(WORK TO DO): Rescale the material beginning at the line that has "the player's shoulder" and stopping after the line that has "[(186, 56)]". Copy every line in that span, but multiply each coordinate in the answer lists by 0.3 and round to whole numbers, halves up, leaving all other numbers as they are.

━━━━━━━━━━━━━━━━

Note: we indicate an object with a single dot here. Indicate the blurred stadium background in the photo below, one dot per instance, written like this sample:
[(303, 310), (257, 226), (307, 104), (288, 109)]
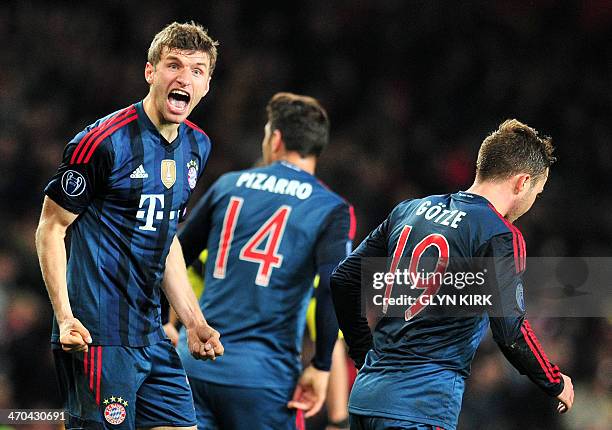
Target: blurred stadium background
[(412, 87)]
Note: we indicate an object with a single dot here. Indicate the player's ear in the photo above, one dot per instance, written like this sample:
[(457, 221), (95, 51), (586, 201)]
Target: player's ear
[(522, 182), (276, 142), (207, 87), (149, 69)]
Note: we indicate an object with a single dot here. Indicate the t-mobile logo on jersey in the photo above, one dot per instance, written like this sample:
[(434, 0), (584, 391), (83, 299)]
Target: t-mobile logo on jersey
[(155, 211)]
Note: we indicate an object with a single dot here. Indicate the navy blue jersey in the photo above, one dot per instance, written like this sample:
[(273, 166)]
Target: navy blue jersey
[(414, 367), (130, 188), (267, 231)]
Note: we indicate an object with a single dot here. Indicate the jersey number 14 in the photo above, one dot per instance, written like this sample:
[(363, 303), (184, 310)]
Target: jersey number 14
[(267, 256)]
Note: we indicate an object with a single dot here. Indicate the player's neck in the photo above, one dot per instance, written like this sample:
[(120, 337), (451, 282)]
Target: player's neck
[(307, 164), (495, 193), (169, 131)]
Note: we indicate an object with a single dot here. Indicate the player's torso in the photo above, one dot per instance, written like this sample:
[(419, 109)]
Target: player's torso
[(265, 224), (422, 354), (120, 243)]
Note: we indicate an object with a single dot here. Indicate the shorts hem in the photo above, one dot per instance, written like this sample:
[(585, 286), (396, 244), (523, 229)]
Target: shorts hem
[(371, 413), (166, 424)]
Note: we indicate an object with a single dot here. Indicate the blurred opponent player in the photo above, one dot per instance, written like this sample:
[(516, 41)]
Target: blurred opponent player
[(268, 231), (412, 373), (122, 187)]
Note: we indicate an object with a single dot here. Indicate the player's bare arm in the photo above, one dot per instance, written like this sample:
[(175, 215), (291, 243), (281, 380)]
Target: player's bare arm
[(51, 249), (566, 398), (202, 339)]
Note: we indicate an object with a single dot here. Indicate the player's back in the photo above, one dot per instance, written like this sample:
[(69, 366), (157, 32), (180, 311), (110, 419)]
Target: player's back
[(420, 358), (262, 257)]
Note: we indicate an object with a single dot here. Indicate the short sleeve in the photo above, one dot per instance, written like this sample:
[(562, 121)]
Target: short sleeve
[(336, 240), (79, 179)]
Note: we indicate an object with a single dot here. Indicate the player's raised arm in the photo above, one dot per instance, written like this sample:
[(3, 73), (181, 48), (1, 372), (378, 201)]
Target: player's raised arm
[(50, 235), (203, 340), (346, 294), (510, 328)]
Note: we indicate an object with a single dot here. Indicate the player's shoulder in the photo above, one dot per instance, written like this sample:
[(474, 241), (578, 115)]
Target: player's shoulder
[(197, 132), (95, 139)]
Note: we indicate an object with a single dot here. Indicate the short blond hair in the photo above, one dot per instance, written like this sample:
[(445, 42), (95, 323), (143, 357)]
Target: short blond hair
[(512, 149), (189, 36)]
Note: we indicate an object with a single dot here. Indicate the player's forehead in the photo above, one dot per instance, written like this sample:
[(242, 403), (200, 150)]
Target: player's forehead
[(186, 56)]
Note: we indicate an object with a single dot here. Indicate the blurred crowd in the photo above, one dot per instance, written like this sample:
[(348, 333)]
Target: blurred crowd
[(412, 88)]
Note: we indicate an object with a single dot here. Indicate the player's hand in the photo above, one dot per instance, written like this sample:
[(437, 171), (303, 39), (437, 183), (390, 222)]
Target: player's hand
[(172, 333), (74, 337), (310, 391), (203, 342), (566, 398)]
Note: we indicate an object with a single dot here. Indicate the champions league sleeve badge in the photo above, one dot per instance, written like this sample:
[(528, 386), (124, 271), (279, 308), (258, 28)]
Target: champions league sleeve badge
[(192, 173), (114, 412), (73, 183), (168, 173)]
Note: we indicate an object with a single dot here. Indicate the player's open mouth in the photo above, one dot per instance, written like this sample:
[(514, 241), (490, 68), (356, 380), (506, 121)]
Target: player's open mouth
[(178, 101)]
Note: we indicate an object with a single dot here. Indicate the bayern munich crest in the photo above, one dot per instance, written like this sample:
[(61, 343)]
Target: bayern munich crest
[(114, 412), (192, 173)]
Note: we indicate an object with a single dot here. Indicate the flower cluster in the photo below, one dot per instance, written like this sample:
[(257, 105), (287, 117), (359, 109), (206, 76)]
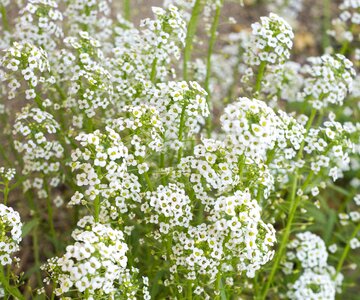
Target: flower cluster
[(318, 280), (272, 41), (168, 206), (94, 265), (31, 62), (91, 87), (35, 130), (283, 82), (182, 108), (10, 234), (235, 240), (254, 129), (328, 79), (7, 174), (40, 24)]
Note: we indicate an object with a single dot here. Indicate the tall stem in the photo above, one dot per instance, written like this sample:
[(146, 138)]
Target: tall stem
[(346, 251), (213, 35), (294, 203), (191, 30), (181, 130), (4, 18), (97, 208), (9, 290), (127, 10), (260, 76), (326, 23), (50, 210), (6, 191)]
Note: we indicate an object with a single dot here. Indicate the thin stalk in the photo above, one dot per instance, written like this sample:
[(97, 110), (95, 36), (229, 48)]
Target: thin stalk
[(218, 285), (213, 35), (191, 30), (148, 181), (285, 237), (260, 76), (9, 289), (35, 240), (6, 191), (97, 208), (346, 251), (4, 18), (326, 23), (50, 210), (153, 71), (294, 202), (189, 291), (127, 10), (346, 44), (181, 129)]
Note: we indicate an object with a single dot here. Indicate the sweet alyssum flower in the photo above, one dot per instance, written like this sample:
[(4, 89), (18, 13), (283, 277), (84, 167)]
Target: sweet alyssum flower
[(328, 79), (10, 234), (318, 280), (271, 41), (94, 265)]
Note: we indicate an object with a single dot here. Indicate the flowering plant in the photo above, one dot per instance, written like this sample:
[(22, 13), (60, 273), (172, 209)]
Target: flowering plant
[(135, 167)]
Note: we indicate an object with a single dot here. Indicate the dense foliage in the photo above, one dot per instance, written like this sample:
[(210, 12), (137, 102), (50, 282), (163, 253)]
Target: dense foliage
[(136, 168)]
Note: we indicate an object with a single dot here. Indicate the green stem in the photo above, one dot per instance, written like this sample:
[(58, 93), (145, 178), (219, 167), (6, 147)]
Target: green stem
[(4, 18), (285, 237), (181, 130), (35, 238), (127, 10), (191, 30), (148, 181), (294, 202), (326, 23), (213, 35), (218, 285), (97, 208), (50, 210), (189, 291), (346, 251), (260, 76), (346, 44), (9, 290), (153, 71), (6, 191)]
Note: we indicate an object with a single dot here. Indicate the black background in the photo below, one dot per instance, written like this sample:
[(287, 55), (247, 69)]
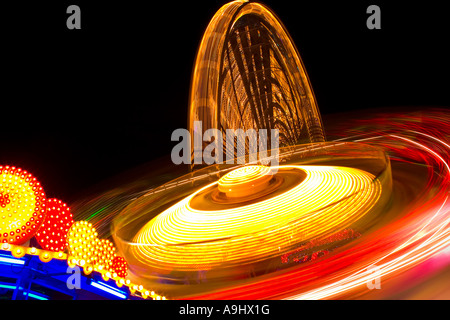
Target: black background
[(79, 106)]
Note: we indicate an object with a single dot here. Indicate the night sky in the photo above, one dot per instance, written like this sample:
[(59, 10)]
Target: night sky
[(80, 106)]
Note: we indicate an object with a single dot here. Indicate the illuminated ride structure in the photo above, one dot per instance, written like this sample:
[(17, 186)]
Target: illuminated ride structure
[(313, 226), (308, 228)]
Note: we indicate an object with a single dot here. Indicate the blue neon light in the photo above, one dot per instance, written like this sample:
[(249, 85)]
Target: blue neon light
[(11, 260), (35, 296)]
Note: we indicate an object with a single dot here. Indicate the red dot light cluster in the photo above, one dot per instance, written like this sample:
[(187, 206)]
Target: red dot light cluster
[(52, 235), (119, 266)]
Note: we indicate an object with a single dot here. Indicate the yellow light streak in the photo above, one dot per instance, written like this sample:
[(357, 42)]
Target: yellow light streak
[(329, 198)]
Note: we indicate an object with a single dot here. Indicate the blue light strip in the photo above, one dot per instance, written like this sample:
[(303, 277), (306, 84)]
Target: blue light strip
[(106, 288), (35, 296), (8, 286)]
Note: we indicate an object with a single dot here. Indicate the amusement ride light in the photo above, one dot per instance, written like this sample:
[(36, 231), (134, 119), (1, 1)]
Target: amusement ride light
[(327, 198)]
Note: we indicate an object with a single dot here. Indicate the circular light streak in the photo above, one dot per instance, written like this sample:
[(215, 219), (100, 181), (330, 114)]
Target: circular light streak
[(328, 198), (22, 205)]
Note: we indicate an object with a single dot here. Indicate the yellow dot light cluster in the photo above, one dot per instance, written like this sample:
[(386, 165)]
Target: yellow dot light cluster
[(328, 198), (86, 249), (44, 255)]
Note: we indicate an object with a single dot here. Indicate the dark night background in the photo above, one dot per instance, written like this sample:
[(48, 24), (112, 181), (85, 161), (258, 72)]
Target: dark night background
[(80, 106)]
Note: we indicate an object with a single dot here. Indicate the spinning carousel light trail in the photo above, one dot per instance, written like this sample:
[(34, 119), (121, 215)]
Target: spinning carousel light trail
[(419, 234)]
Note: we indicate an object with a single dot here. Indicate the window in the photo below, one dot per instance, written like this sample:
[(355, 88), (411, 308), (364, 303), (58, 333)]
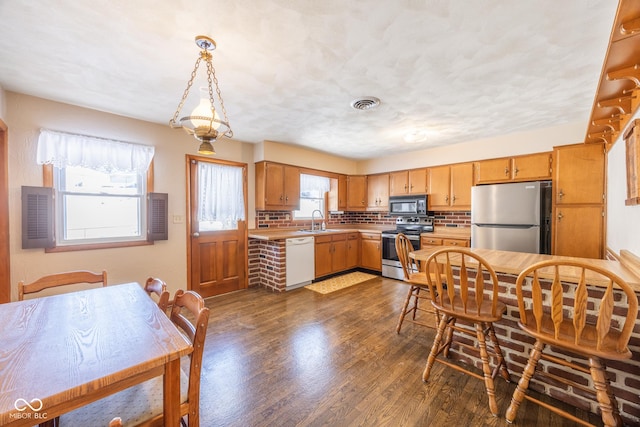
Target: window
[(100, 188), (312, 191), (221, 196), (96, 207)]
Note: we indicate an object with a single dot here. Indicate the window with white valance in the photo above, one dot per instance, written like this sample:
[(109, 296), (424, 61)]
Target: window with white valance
[(62, 149), (221, 200)]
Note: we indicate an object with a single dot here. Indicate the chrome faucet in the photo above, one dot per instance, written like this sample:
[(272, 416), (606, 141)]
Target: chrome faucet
[(313, 223)]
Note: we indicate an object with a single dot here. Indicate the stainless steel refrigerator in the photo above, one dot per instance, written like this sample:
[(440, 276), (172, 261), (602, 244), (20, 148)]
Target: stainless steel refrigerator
[(511, 217)]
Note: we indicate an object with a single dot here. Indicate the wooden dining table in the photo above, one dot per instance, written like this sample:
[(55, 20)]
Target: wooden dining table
[(61, 352)]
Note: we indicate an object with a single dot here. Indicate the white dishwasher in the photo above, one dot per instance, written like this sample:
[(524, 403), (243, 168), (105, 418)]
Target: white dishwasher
[(300, 261)]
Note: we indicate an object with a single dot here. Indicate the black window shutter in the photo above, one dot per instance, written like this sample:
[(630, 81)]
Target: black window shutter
[(37, 217), (157, 216)]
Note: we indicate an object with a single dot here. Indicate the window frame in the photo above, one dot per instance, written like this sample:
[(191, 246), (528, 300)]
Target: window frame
[(48, 181)]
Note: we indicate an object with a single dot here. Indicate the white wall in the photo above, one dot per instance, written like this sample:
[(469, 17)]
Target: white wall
[(26, 115), (623, 222), (534, 141)]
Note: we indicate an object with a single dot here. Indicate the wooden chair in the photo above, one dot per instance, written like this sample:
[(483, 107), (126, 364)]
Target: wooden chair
[(471, 297), (158, 287), (61, 279), (141, 405), (580, 319), (417, 279)]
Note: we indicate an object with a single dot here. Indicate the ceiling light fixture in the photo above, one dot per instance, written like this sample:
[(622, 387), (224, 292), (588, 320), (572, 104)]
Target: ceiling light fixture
[(204, 122)]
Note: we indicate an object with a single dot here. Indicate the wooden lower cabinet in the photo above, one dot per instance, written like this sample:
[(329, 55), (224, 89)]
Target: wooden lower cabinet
[(353, 250), (330, 254), (370, 251)]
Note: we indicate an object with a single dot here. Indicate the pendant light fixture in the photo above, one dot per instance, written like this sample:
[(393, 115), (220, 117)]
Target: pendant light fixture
[(204, 122)]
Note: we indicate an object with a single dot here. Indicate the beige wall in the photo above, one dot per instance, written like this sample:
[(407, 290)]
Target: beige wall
[(26, 115)]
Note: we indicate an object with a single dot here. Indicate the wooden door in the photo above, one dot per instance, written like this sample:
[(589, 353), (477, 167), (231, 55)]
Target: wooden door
[(439, 187), (493, 171), (579, 174), (532, 167), (578, 231), (352, 250), (274, 184), (461, 183), (398, 183), (323, 256), (418, 181), (217, 260), (291, 186), (357, 192), (5, 276)]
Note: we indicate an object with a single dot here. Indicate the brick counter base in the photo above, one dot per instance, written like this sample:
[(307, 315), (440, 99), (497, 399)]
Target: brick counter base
[(516, 346)]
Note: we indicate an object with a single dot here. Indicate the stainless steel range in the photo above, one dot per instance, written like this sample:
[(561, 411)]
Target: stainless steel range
[(412, 227)]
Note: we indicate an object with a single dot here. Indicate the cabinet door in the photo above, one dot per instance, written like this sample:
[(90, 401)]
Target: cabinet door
[(378, 192), (357, 192), (439, 187), (532, 167), (418, 181), (494, 170), (398, 183), (339, 255), (579, 174), (274, 184), (291, 187), (461, 183), (371, 253), (578, 231), (353, 247), (323, 256), (342, 192)]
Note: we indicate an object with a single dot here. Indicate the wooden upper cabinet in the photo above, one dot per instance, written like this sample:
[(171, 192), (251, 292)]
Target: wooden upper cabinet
[(531, 167), (356, 192), (412, 181), (579, 174), (450, 187), (277, 186), (338, 193), (378, 192)]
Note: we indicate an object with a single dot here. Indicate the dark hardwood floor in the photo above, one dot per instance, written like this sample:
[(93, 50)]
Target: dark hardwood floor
[(302, 358)]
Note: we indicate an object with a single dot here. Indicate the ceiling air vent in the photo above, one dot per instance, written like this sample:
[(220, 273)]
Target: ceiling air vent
[(365, 103)]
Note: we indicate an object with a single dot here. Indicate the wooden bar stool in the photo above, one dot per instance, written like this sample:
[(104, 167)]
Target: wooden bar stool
[(470, 297), (417, 280), (582, 322)]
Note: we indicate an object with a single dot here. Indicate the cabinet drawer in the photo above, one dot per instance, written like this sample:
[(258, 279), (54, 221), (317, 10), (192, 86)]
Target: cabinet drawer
[(370, 236), (455, 242), (430, 241)]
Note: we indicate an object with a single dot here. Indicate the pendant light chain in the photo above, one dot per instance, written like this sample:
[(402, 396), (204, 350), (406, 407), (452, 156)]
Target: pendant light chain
[(186, 92)]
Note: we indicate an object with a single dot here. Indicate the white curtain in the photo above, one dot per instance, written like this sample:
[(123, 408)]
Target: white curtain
[(314, 186), (221, 191), (106, 155)]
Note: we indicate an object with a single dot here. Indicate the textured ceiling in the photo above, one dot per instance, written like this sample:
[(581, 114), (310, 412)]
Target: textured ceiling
[(288, 70)]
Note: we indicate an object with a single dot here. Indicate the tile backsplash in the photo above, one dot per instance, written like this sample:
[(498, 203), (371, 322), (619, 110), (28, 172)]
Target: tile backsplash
[(284, 219)]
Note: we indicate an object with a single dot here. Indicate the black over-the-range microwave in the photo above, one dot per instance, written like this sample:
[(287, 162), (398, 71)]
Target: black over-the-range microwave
[(415, 205)]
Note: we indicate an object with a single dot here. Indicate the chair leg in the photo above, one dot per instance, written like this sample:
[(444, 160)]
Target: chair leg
[(502, 364), (486, 370), (435, 348), (404, 309), (523, 384), (606, 399)]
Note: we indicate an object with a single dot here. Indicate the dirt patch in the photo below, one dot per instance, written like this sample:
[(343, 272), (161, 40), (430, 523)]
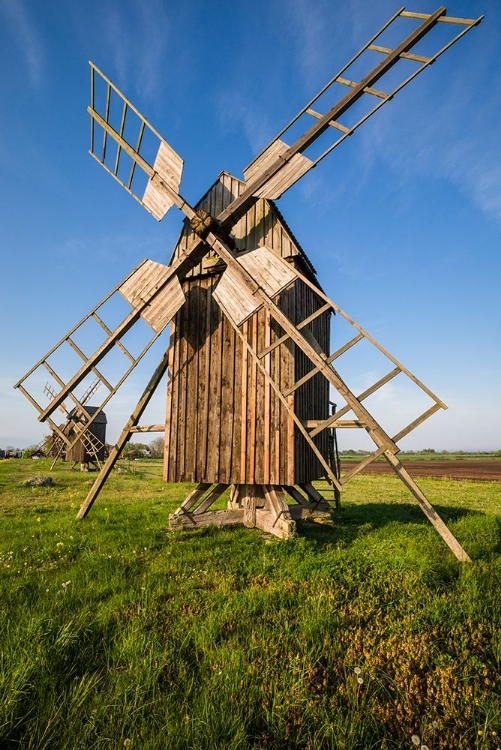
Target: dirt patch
[(479, 470)]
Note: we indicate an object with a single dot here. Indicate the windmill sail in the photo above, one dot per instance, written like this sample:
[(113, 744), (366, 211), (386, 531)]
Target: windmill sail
[(117, 121), (279, 165)]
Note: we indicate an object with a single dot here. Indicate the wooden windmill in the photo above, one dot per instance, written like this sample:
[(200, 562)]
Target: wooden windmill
[(76, 439), (250, 369)]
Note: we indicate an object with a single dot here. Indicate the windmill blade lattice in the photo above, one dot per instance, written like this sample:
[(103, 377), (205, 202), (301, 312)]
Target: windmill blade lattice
[(247, 291)]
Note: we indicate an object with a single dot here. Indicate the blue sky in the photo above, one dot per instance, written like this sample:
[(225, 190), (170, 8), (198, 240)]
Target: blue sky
[(402, 221)]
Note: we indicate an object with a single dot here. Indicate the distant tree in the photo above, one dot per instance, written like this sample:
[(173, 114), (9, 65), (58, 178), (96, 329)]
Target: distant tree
[(134, 450), (157, 447), (28, 452)]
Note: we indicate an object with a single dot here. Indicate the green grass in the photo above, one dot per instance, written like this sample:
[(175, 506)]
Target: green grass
[(117, 633)]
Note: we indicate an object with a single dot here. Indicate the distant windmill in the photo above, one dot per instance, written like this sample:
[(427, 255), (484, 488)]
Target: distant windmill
[(76, 439), (249, 365)]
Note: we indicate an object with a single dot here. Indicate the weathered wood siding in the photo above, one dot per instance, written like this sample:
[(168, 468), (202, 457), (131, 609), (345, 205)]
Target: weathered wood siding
[(224, 423)]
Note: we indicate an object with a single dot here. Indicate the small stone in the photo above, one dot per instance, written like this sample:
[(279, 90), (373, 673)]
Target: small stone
[(38, 482)]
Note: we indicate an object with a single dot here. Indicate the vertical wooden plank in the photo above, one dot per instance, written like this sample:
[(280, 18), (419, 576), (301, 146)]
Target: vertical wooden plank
[(239, 367), (192, 334), (260, 390), (182, 380), (174, 400), (215, 353), (203, 381), (168, 408), (251, 398), (244, 409), (267, 400), (227, 402)]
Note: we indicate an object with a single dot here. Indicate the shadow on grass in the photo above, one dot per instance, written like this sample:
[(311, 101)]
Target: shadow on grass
[(351, 522)]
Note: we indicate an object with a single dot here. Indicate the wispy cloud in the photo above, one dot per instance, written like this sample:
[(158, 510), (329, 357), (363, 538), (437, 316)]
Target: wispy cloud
[(137, 42), (236, 110), (23, 29)]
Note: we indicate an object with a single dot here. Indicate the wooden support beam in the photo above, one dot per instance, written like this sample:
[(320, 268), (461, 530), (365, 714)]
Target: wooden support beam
[(149, 428), (427, 508)]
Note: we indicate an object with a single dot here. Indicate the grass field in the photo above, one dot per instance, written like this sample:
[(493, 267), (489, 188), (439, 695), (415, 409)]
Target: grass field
[(360, 633)]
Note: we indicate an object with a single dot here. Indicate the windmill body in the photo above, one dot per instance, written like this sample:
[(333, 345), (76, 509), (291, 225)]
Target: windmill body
[(224, 422), (249, 363)]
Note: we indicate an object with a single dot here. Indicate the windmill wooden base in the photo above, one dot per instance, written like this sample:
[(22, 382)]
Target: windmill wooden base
[(251, 505)]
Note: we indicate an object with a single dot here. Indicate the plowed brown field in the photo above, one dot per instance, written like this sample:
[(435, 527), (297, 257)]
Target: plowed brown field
[(480, 470)]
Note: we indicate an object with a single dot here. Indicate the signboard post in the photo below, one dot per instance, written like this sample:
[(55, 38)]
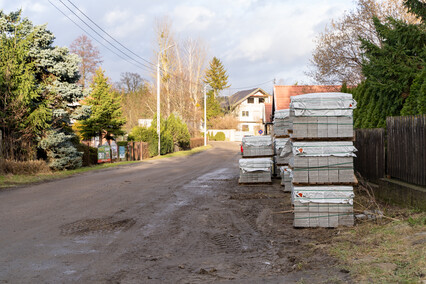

━━━━━━━━━━━━━━━━

(IN RESPONSE):
Note: we indicate an object with a single dot here. Indicate the player's shoulder in the photo above, one dot per instance, written like this sample:
[(474, 241), (578, 115)]
Target: player's shoulder
[(59, 40), (29, 42)]
Note: we indicate an object with a single dot here. Indicate the short blond hair in the photo above, one dot per instance, written like this sample:
[(445, 42), (95, 323), (143, 357)]
Target: short blond hair
[(154, 45), (57, 11)]
Note: we indicate an object with a single dot here. Indicate the player's forehead in the photo above, one dot per instance, written like this sample:
[(242, 403), (200, 150)]
Target: player's forehead
[(56, 17)]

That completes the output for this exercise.